(PAGE TEXT Opens)
After the summer release of his newest book, Daniel Bowman Jr., associate professor of English, is offering an on-campus book event to discuss what the memoir offers.
While Bowman is no stranger to the world of writing, his recent publication “On The Spectrum” offers a new tone to his writing. He has previously released a collection of his poetry, titled “A Plum Tree in Leatherstocking Country,” as well as several pieces of work in different anthologies. Comparing this book with other published pieces of his, it takes a new form: a memoir about his life as it details his personal intersection of autism and faith.
In the book description, Bowman attempts to offer a reshaped mindset on autism. He aims to counter the reader’s previous conclusions about the disorder.
“Nearly everyone knows someone on the autism spectrum, whether it’s a niece or nephew, a student in their classroom, a coworker, a sibling, spouse or child,” says Bowman. “About one in 45 people are autistic, according to the CDC, and autism is reported across racial, ethnic and socioeconomic groups. Yet much of what people think they know about autism is wrong.”
Bowman’s personal experience allows him to speak to his story. Being diagnosed later in life, his journey of growth has shaped him greatly. This book testifies to that story.
As a Christian, Bowman has been able to glean a great deal of insight on his life and how it has been changed for the better.
(PAGE TEXT Closes)
• REQUIRED ACTIONS:
1) According to the article, what is the title of Bowman's earlier poetry collection?
2) Using the article, say whether each statement agrees with it: (a) Bowman was diagnosed with autism early in childhood. (b) Bowman's newest book was released in the summer. (c) The CDC figure Bowman cites is that about one in 45 people are autistic.
The entries that come next are separate material with no connection to the article.
(DATA LISTING Opens)
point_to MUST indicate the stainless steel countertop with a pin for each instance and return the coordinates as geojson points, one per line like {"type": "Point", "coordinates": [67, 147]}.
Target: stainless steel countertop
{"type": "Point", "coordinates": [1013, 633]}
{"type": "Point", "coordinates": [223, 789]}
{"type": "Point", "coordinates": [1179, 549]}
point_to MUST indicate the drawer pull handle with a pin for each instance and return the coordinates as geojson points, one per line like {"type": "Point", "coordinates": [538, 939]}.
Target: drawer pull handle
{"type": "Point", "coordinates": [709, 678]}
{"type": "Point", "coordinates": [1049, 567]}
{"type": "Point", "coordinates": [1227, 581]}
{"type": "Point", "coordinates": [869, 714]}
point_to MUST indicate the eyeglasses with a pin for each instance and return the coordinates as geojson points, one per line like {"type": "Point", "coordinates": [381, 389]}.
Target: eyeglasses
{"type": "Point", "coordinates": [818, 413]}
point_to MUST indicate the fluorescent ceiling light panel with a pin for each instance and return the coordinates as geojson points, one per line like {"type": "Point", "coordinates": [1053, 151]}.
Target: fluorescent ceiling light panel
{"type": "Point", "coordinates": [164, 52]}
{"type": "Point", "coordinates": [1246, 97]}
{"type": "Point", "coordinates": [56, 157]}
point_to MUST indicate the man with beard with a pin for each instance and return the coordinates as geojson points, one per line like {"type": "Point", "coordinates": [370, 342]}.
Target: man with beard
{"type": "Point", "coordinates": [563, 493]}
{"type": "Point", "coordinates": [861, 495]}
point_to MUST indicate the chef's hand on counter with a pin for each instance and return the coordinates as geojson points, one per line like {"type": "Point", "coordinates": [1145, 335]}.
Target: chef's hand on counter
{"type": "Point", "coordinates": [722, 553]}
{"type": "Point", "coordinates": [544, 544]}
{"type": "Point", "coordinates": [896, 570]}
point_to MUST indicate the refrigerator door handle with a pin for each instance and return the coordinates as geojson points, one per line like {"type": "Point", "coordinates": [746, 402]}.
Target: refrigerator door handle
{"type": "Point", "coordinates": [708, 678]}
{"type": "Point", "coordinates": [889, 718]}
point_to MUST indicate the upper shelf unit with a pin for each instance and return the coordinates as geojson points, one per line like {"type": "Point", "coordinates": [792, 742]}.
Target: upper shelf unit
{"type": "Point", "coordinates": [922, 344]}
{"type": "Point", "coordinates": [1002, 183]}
(DATA LISTING Closes)
• ANSWERS GIVEN:
1) "A Plum Tree in Leatherstocking Country"

2)
(a) No: "Being diagnosed later in life"
(b) Yes: "After the summer release of his newest book"
(c) Yes: "About one in 45 people are autistic, according to the CDC"